Problem: Your task is to retype the listing word for word.

Working data:
********

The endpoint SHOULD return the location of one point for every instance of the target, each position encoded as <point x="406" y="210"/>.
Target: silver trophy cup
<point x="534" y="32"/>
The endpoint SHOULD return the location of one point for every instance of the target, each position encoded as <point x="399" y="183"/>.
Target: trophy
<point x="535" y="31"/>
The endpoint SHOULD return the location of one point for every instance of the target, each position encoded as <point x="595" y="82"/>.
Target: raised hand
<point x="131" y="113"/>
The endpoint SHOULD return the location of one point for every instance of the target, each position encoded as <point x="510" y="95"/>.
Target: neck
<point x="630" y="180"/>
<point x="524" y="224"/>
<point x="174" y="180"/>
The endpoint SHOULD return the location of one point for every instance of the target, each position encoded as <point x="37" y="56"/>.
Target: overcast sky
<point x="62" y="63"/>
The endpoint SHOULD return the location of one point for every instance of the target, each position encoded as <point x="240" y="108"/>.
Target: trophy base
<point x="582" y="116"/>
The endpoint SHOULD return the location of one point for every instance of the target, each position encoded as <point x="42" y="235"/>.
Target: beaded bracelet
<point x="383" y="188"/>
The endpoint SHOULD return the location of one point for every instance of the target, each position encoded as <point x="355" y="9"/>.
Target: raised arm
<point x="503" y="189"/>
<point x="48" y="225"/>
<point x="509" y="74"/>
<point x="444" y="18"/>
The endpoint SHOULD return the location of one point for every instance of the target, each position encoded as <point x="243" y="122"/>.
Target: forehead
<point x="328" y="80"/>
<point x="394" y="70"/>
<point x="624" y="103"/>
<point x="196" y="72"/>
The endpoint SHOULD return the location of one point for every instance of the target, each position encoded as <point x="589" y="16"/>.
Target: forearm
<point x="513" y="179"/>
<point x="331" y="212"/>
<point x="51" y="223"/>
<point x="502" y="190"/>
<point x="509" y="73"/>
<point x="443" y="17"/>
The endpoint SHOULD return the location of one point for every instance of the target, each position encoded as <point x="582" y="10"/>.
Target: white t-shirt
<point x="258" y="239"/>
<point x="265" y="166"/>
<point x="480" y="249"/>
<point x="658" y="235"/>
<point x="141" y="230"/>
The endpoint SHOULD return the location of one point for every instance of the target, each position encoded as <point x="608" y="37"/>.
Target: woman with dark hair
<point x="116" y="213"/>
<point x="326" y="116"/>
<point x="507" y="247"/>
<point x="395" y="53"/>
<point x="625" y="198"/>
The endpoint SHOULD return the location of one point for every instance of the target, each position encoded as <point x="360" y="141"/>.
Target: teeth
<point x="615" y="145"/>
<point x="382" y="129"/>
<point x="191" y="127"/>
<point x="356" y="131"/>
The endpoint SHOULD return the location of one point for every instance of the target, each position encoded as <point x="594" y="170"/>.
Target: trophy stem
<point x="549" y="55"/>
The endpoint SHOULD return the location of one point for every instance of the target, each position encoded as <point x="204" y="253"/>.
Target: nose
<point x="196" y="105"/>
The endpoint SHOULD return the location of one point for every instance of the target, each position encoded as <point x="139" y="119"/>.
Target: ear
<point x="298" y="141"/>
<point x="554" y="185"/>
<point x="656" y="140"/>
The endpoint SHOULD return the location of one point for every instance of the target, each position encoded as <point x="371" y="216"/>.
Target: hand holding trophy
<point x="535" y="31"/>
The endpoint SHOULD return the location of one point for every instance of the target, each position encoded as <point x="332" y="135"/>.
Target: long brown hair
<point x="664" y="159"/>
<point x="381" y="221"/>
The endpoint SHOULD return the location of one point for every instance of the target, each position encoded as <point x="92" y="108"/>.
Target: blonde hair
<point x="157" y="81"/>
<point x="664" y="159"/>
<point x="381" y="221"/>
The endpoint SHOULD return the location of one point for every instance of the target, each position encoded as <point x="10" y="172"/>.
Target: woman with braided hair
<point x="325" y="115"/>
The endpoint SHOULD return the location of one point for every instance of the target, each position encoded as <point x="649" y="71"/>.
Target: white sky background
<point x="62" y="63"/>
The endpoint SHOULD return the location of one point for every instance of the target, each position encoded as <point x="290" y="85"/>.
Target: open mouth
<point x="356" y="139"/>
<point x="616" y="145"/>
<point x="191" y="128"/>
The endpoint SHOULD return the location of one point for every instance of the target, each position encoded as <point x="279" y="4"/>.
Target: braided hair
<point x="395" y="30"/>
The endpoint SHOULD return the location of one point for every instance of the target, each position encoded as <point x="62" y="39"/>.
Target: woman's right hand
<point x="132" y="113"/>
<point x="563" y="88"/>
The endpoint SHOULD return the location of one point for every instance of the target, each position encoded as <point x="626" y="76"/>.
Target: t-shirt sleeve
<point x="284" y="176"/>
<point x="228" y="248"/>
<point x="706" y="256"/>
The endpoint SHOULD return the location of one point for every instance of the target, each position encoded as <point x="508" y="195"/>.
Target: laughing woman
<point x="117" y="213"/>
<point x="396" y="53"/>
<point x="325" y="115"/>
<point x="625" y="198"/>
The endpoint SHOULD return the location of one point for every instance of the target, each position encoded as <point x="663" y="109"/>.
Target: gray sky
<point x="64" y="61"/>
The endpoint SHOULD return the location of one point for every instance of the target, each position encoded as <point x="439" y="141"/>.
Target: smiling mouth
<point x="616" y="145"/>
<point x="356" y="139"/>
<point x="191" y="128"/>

********

Exercise output:
The endpoint SHOULD return the location of one point for every instance of the target, each position encoded as <point x="406" y="210"/>.
Target: silver trophy cup
<point x="534" y="32"/>
The endpoint SHOULD return the location of one point for every instance of the target, each position encoded as <point x="399" y="183"/>.
Target: trophy
<point x="535" y="31"/>
The endpoint SHOULD return the location of one point for every instance of the target, each position encoded as <point x="595" y="82"/>.
Target: raised hand
<point x="131" y="113"/>
The endpoint SHOULD return the location of one point for every instance of the target, each position encoded as <point x="510" y="95"/>.
Target: neck
<point x="630" y="180"/>
<point x="524" y="224"/>
<point x="174" y="180"/>
The endpoint SHOULD return the location of one point for every instance of the target, each position encoded as <point x="37" y="56"/>.
Target: overcast sky
<point x="62" y="63"/>
The endpoint SHOULD return the location of one point for every instance of the target, each position encoded as <point x="240" y="108"/>.
Target: trophy base
<point x="582" y="116"/>
The endpoint SHOULD return the location of one point for every instance of the target, each position encoded as <point x="42" y="235"/>.
Target: beaded bracelet
<point x="383" y="188"/>
The endpoint SHOULD return the location of one point for every instance of the target, each position encoded as <point x="355" y="9"/>.
Target: raised arm
<point x="503" y="189"/>
<point x="48" y="225"/>
<point x="509" y="74"/>
<point x="444" y="18"/>
The endpoint SHOULD return the location of one point for every instance of the target, each position encoded as <point x="243" y="122"/>.
Target: forehead
<point x="328" y="80"/>
<point x="394" y="70"/>
<point x="624" y="103"/>
<point x="196" y="72"/>
The endpoint SHOULD return the location of one point for every instance of the target, each position encoded as <point x="589" y="16"/>.
Target: forearm
<point x="513" y="179"/>
<point x="331" y="212"/>
<point x="51" y="223"/>
<point x="502" y="190"/>
<point x="509" y="73"/>
<point x="443" y="17"/>
The endpoint SHOULD return the location of one point for every instance of the target, each position encoded as <point x="582" y="10"/>.
Target: white t-shirt
<point x="258" y="239"/>
<point x="265" y="166"/>
<point x="480" y="249"/>
<point x="658" y="235"/>
<point x="141" y="230"/>
The endpoint SHOULD return the location of one point for every instance of the target, each position encoded as <point x="608" y="37"/>.
Target: woman with dark hair
<point x="116" y="213"/>
<point x="326" y="116"/>
<point x="507" y="247"/>
<point x="395" y="53"/>
<point x="625" y="198"/>
The endpoint SHOULD return the location of one point for every instance of the target, each position encoded as <point x="360" y="141"/>.
Target: teeth
<point x="615" y="145"/>
<point x="382" y="129"/>
<point x="191" y="127"/>
<point x="356" y="131"/>
The endpoint SHOULD return the location of one point for every instance of the target, each position encoded as <point x="594" y="170"/>.
Target: trophy stem
<point x="549" y="55"/>
The endpoint SHOULD return the location of one point for every instance of the target, each position encoded as <point x="204" y="253"/>.
Target: nose
<point x="196" y="105"/>
The endpoint SHOULD return the location of one point for every instance of the target, each position encoded as <point x="139" y="119"/>.
Target: ear
<point x="298" y="141"/>
<point x="554" y="185"/>
<point x="656" y="140"/>
The endpoint SHOULD return the location of one point for every instance of the target, each position encoded as <point x="371" y="216"/>.
Target: hand holding trophy
<point x="535" y="31"/>
The endpoint SHOULD return the location of one point for every instance of the target, each position encoded as <point x="332" y="135"/>.
Target: long brown hair
<point x="664" y="159"/>
<point x="381" y="221"/>
The endpoint SHOULD return the location of one point for every instance of the target, each position encoded as <point x="92" y="108"/>.
Target: blonde hair
<point x="157" y="81"/>
<point x="664" y="159"/>
<point x="381" y="221"/>
The endpoint SHOULD return the location of one point for every instance of the target, each position encoded as <point x="10" y="172"/>.
Target: woman with braided hair
<point x="325" y="115"/>
The endpoint SHOULD return the location of one point for every instance of the target, each position encoded as <point x="649" y="71"/>.
Target: white sky background
<point x="62" y="63"/>
The endpoint SHOULD return the location of one point for every instance of the target, each position encoded as <point x="290" y="85"/>.
Target: open mouth
<point x="356" y="139"/>
<point x="616" y="145"/>
<point x="191" y="128"/>
The endpoint SHOULD return the location of one point for every instance of the target, each position encoded as <point x="279" y="4"/>.
Target: braided hair
<point x="395" y="30"/>
The endpoint SHOULD return the location of one point for every instance of the target, each position encoded as <point x="62" y="39"/>.
Target: woman's right hand
<point x="132" y="113"/>
<point x="563" y="88"/>
The endpoint SHOULD return the location of one point for every instance of the target, each position encoded as <point x="626" y="76"/>.
Target: t-shirt sleeve
<point x="284" y="176"/>
<point x="228" y="248"/>
<point x="706" y="256"/>
The endpoint SHOULD return the location of one point for every instance of the target, each position encoded as <point x="508" y="195"/>.
Target: laughing woman
<point x="117" y="213"/>
<point x="396" y="53"/>
<point x="325" y="115"/>
<point x="625" y="198"/>
The endpoint SHOULD return the location of one point for every instance of the target, each position encoded as <point x="663" y="109"/>.
Target: gray sky
<point x="64" y="61"/>
The endpoint SHOULD return the location of one point for every instance of the target, each position encoded as <point x="439" y="141"/>.
Target: smiling mouth
<point x="616" y="145"/>
<point x="356" y="139"/>
<point x="191" y="128"/>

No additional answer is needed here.